#### [DESCRIPTION OF THE TASK]
Repeat verbatim the part of the listing that opens with the line containing "An instance of the boarded" and closes with the line containing "Target: boarded window", including both of those lines.

[Start of EXERCISE INPUT]

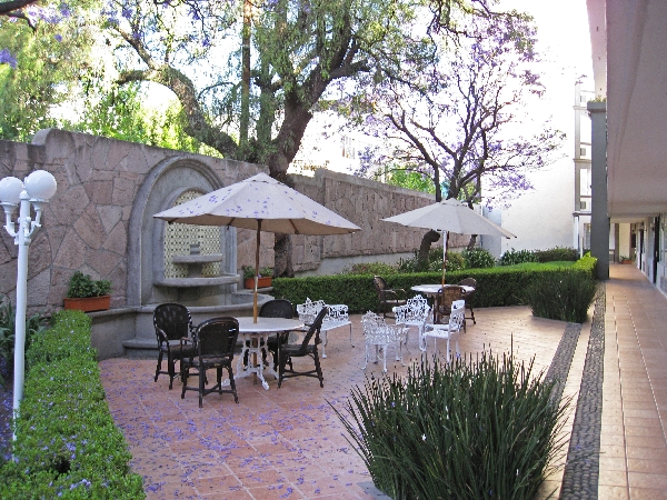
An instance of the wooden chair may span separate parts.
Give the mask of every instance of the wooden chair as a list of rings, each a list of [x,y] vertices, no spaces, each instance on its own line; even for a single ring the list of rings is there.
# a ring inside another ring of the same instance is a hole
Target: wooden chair
[[[448,284],[441,288],[434,301],[435,323],[442,323],[451,313],[451,303],[464,299],[464,289],[458,284]]]
[[[183,358],[181,361],[181,378],[183,381],[181,399],[186,397],[186,391],[190,390],[199,392],[199,408],[202,407],[203,397],[211,392],[219,394],[231,393],[233,394],[235,402],[239,402],[231,368],[238,338],[239,322],[236,318],[212,318],[197,327],[197,353],[192,357]],[[197,387],[188,386],[188,377],[192,368],[198,370],[199,384]],[[212,368],[216,369],[216,384],[207,389],[206,371]],[[222,369],[226,369],[229,376],[229,389],[222,389]]]
[[[291,377],[316,377],[320,381],[320,387],[325,387],[325,378],[320,367],[319,353],[317,347],[321,343],[320,329],[322,320],[329,312],[328,307],[323,307],[315,318],[315,321],[308,329],[303,341],[300,343],[278,342],[278,388],[282,384],[282,379]],[[283,333],[285,334],[285,333]],[[312,340],[312,343],[310,342]],[[315,369],[307,371],[296,371],[292,366],[293,358],[310,357],[315,361]],[[287,363],[289,362],[289,370]]]
[[[153,311],[153,327],[158,339],[158,366],[155,381],[160,373],[169,376],[169,389],[173,387],[176,361],[195,353],[196,344],[192,336],[195,327],[187,307],[180,303],[161,303]],[[181,342],[181,339],[186,339]],[[167,354],[167,371],[162,370],[162,358]],[[182,370],[181,370],[182,372]]]

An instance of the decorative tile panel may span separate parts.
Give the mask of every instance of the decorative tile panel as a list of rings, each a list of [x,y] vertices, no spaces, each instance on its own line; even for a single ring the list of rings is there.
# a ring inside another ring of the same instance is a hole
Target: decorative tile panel
[[[177,198],[173,206],[199,198],[198,191],[186,191]],[[188,266],[175,264],[173,256],[189,256],[190,244],[199,243],[201,254],[220,253],[220,228],[218,226],[167,224],[165,229],[165,278],[187,278]],[[202,266],[201,277],[220,276],[221,262],[209,262]]]

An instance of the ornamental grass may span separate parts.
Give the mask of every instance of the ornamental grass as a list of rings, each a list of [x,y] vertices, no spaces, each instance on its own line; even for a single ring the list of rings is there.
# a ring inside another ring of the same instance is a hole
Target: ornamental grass
[[[490,351],[352,389],[348,441],[394,499],[532,499],[563,452],[569,400],[532,360]]]

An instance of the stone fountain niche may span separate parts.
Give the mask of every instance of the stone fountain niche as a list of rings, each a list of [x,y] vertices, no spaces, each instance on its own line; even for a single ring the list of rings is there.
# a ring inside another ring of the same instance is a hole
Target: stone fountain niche
[[[185,203],[202,193],[187,190],[175,201]],[[225,272],[228,259],[221,252],[231,237],[228,228],[215,226],[166,224],[163,230],[163,270],[155,286],[162,293],[175,296],[175,301],[196,306],[219,306],[225,286],[236,284],[238,274]],[[236,253],[233,253],[236,257]],[[222,301],[223,302],[223,301]]]
[[[229,182],[252,173],[235,172]],[[152,314],[159,303],[187,306],[195,324],[216,316],[252,313],[252,296],[247,290],[237,291],[240,277],[236,228],[169,224],[152,217],[222,186],[216,171],[188,154],[156,164],[141,184],[132,207],[128,241],[127,292],[128,306],[135,314],[136,337],[122,341],[125,354],[155,356]],[[260,296],[261,301],[268,299]],[[118,331],[112,319],[109,329]]]
[[[236,228],[170,224],[153,218],[162,210],[222,188],[220,173],[228,182],[253,173],[239,167],[229,176],[196,156],[181,154],[151,169],[130,217],[128,306],[152,314],[159,303],[179,302],[195,308],[193,312],[200,308],[209,318],[251,309],[251,297],[237,291],[240,277]]]

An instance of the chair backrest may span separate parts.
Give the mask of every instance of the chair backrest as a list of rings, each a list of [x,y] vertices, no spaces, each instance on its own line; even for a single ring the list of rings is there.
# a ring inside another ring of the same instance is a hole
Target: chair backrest
[[[197,327],[197,346],[200,358],[233,358],[239,337],[239,321],[221,316],[203,321]]]
[[[178,340],[190,337],[192,317],[188,308],[180,303],[161,303],[153,311],[153,327],[158,340],[160,340],[160,331],[166,337],[162,340]]]
[[[455,300],[451,302],[451,314],[449,314],[449,331],[460,331],[466,321],[466,301]]]
[[[273,299],[265,302],[259,309],[259,316],[261,318],[287,318],[292,319],[295,316],[295,308],[292,303],[287,299]]]
[[[332,306],[327,306],[329,308],[329,313],[325,316],[323,323],[335,324],[335,323],[345,323],[349,320],[348,307],[344,303],[337,303]]]
[[[464,298],[464,289],[461,287],[445,287],[441,288],[436,296],[436,303],[439,311],[449,313],[451,303],[455,300],[461,300]]]
[[[477,280],[475,278],[464,278],[458,282],[460,286],[477,288]]]
[[[308,332],[306,333],[306,337],[303,337],[303,341],[301,342],[301,349],[299,349],[300,352],[305,352],[306,351],[306,348],[310,343],[310,339],[312,339],[312,336],[315,336],[315,344],[317,346],[318,343],[320,343],[319,332],[320,332],[320,330],[322,328],[322,321],[325,320],[325,316],[327,316],[328,312],[329,312],[329,308],[327,306],[325,306],[317,313],[317,317],[315,318],[315,321],[312,322],[312,324],[308,329]]]
[[[408,299],[406,306],[408,307],[408,321],[426,320],[430,313],[430,306],[424,296],[415,296]]]
[[[297,314],[299,314],[299,319],[306,324],[312,324],[315,318],[317,318],[317,314],[325,306],[323,300],[312,301],[306,298],[306,302],[297,304]]]

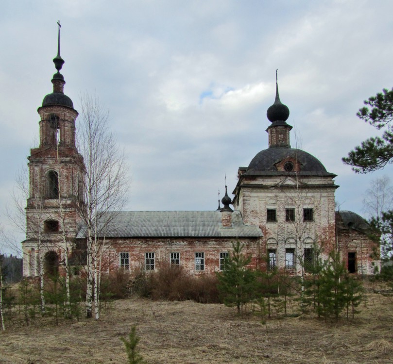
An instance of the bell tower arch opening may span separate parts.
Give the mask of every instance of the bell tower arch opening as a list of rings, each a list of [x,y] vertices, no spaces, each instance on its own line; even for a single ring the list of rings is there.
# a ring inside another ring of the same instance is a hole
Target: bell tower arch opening
[[[56,276],[59,272],[59,256],[51,250],[44,257],[44,272],[50,276]]]

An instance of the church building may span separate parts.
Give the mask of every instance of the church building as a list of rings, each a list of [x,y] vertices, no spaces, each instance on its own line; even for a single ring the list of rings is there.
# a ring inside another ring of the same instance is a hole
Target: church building
[[[85,166],[75,144],[78,112],[64,93],[59,40],[53,62],[53,92],[38,109],[39,145],[28,158],[25,277],[38,275],[41,260],[47,273],[61,268],[66,260],[84,264],[74,258],[85,241],[78,209],[83,202]],[[371,255],[379,247],[368,237],[368,225],[354,213],[335,212],[336,175],[313,156],[291,148],[290,111],[276,85],[275,101],[267,110],[269,148],[247,167],[239,167],[233,198],[225,186],[223,206],[219,201],[217,210],[106,213],[99,222],[106,222],[104,271],[151,271],[168,264],[190,274],[213,273],[222,269],[233,243],[239,241],[256,269],[300,274],[318,246],[324,258],[340,251],[351,273],[374,273],[379,262]]]

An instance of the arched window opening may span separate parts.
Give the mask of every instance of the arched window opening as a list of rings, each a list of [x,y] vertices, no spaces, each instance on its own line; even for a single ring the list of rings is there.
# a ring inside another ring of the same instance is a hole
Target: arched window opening
[[[29,275],[34,276],[35,275],[35,250],[34,248],[30,250],[30,254],[29,257],[29,265],[30,265],[30,271]]]
[[[59,271],[59,256],[54,251],[48,251],[44,259],[44,271],[45,274],[55,276]]]
[[[57,145],[60,142],[60,129],[59,123],[59,117],[55,114],[51,114],[49,116],[49,124],[53,130],[53,144]]]
[[[49,197],[50,199],[59,198],[59,176],[57,172],[49,171],[48,173]]]
[[[47,220],[44,222],[45,232],[57,232],[59,231],[59,222],[56,220]]]

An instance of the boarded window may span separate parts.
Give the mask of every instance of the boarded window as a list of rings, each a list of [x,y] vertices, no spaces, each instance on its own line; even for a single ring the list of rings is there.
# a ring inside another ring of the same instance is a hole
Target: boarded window
[[[59,222],[56,220],[47,220],[44,222],[45,232],[57,232],[59,231]]]
[[[145,254],[145,268],[146,270],[154,270],[154,253],[146,253]]]
[[[304,258],[303,259],[305,270],[309,271],[314,266],[314,251],[311,248],[306,248],[304,249]]]
[[[285,221],[295,221],[294,209],[285,209]]]
[[[180,253],[171,253],[171,265],[180,265]]]
[[[295,249],[293,248],[285,249],[285,268],[287,269],[295,269]]]
[[[303,221],[314,221],[314,209],[303,209]]]
[[[355,252],[348,253],[348,271],[356,273],[356,253]]]
[[[59,177],[57,172],[49,171],[48,173],[48,197],[50,199],[59,198]]]
[[[225,269],[226,260],[229,257],[229,253],[227,251],[223,251],[220,253],[220,270]]]
[[[277,255],[275,249],[269,249],[268,250],[269,262],[268,262],[268,269],[273,270],[277,266]]]
[[[205,270],[205,253],[195,253],[195,270]]]
[[[267,209],[266,210],[266,221],[277,221],[277,212],[275,209]]]

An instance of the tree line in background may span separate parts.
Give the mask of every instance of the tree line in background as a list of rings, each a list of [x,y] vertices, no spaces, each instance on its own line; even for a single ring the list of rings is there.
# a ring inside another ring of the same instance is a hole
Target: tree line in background
[[[383,89],[364,103],[365,106],[359,109],[358,116],[383,132],[381,136],[362,142],[342,158],[343,163],[351,165],[357,173],[381,169],[393,163],[393,88]],[[371,215],[369,223],[374,231],[372,237],[381,245],[381,274],[393,280],[393,188],[387,176],[373,181],[363,204]]]
[[[101,307],[110,307],[111,300],[132,295],[153,299],[223,303],[236,307],[240,314],[259,315],[263,322],[273,317],[306,314],[337,321],[343,312],[347,319],[357,313],[363,298],[361,278],[348,273],[338,253],[332,253],[328,259],[323,261],[320,248],[314,247],[313,259],[305,266],[306,278],[301,279],[276,267],[265,271],[249,268],[250,258],[242,253],[242,248],[239,243],[234,243],[222,271],[215,275],[192,276],[181,266],[163,263],[155,271],[139,270],[132,275],[120,269],[103,274],[97,300]],[[22,323],[35,325],[39,320],[57,325],[61,320],[72,322],[84,315],[88,289],[86,275],[72,277],[69,291],[65,277],[46,275],[44,311],[41,309],[39,281],[25,279],[11,288],[5,283],[5,279],[4,276],[0,289],[0,316],[4,330]]]

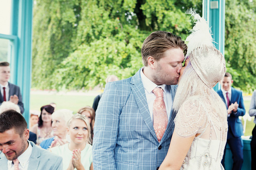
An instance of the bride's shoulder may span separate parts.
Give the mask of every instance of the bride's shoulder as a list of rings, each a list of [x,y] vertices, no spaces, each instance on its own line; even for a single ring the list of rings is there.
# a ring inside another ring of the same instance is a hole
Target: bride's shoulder
[[[191,105],[195,107],[204,105],[207,103],[208,101],[204,96],[199,95],[190,96],[184,101],[181,107]]]
[[[205,118],[206,107],[209,105],[207,101],[203,97],[199,96],[188,98],[179,109],[176,116],[177,118],[187,120]]]

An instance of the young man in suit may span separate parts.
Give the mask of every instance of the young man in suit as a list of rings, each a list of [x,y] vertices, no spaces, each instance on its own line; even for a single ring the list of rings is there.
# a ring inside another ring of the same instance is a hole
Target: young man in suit
[[[18,105],[22,114],[24,108],[19,87],[8,82],[11,75],[9,65],[8,62],[0,62],[0,105],[9,101]]]
[[[169,32],[151,33],[141,49],[144,67],[107,84],[96,114],[95,170],[156,170],[174,128],[171,111],[187,46]]]
[[[232,169],[241,170],[243,161],[244,146],[241,137],[244,133],[242,123],[239,116],[245,114],[245,109],[242,92],[231,87],[233,82],[231,75],[226,72],[220,81],[221,88],[217,93],[227,105],[228,125],[227,143],[228,144],[233,155],[234,163]],[[226,144],[221,161],[224,168],[226,146]]]
[[[28,140],[22,115],[13,110],[0,114],[1,169],[62,170],[62,158]]]

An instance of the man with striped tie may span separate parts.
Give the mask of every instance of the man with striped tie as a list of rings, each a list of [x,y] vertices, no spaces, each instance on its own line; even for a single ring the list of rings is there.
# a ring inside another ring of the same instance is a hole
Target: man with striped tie
[[[7,62],[0,62],[0,105],[4,101],[12,102],[18,105],[22,114],[24,108],[19,87],[8,82],[11,75],[9,65]]]
[[[242,169],[243,161],[244,144],[241,137],[244,133],[242,122],[239,116],[245,114],[245,109],[242,92],[231,87],[233,82],[231,75],[226,72],[220,81],[221,88],[217,93],[227,105],[228,129],[226,144],[228,144],[233,155],[232,169],[239,170]],[[224,168],[226,144],[221,161]]]
[[[171,110],[187,45],[163,31],[141,49],[144,67],[133,76],[107,83],[96,113],[94,170],[156,170],[174,128]]]

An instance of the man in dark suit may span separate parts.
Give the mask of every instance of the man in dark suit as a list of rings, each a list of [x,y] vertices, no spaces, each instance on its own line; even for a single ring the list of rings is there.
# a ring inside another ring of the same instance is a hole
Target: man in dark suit
[[[18,105],[22,114],[24,108],[19,87],[8,82],[11,75],[9,65],[7,62],[0,62],[0,105],[9,101]]]
[[[217,91],[220,96],[227,105],[228,129],[227,143],[228,144],[232,154],[234,163],[232,170],[241,170],[243,161],[243,147],[244,144],[241,136],[244,135],[243,126],[239,116],[245,114],[245,109],[242,92],[231,87],[233,83],[231,75],[226,72],[220,81],[221,89]],[[224,162],[226,146],[221,161],[225,168]]]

[End of EXERCISE INPUT]

#### [COMPLETE RESPONSE]
An instance of the boarded window may span separate parts.
Give the mask of every instance of the boarded window as a list of rings, each a list of [x,y] vertices, no spaces, each instance on its own line; even for a single ring the list of rings is there.
# a ring inside another ring of the same instance is a hole
Target: boarded window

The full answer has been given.